To be done: Put the rows below into a JSON list of strings, one string per line, taking only the lines from the one with "Point to the lower" through the end of the rows, both ends included. Leave out blank lines.
— BEGIN —
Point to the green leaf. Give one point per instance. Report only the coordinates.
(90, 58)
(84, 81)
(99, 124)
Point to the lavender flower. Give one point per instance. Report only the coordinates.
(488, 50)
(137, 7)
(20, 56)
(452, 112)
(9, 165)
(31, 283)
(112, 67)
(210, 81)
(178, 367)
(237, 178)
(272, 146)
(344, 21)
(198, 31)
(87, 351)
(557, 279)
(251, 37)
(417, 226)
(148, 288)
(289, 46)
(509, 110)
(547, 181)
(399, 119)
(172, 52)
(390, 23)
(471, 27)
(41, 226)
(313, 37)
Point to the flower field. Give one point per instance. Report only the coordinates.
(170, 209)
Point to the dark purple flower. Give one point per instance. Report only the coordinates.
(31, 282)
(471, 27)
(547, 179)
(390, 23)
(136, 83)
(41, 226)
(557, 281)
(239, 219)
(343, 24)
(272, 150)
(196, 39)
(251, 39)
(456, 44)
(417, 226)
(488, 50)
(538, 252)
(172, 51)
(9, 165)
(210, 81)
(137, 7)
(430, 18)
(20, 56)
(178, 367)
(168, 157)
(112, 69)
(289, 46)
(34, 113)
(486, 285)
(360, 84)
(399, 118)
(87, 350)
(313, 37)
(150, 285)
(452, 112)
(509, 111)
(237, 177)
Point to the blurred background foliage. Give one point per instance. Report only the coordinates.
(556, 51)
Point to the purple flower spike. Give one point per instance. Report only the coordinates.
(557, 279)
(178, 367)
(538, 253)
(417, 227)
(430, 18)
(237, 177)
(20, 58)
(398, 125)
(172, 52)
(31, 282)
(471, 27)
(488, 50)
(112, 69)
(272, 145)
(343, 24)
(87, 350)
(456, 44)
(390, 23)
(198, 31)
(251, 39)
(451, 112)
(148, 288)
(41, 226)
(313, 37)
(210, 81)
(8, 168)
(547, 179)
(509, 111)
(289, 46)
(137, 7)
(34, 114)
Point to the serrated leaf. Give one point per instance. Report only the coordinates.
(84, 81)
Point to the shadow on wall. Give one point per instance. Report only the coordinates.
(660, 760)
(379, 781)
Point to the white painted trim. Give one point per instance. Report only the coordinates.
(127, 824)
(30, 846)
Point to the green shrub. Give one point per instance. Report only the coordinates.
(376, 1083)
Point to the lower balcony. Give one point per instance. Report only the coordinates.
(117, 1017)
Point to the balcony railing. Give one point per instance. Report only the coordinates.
— END —
Solved exercise:
[
  "Point to the lower balcony. Give one point per instance. Report only the coordinates.",
  "(117, 1017)",
  "Point to the balcony railing. Give one point per instance. Report only the coordinates."
]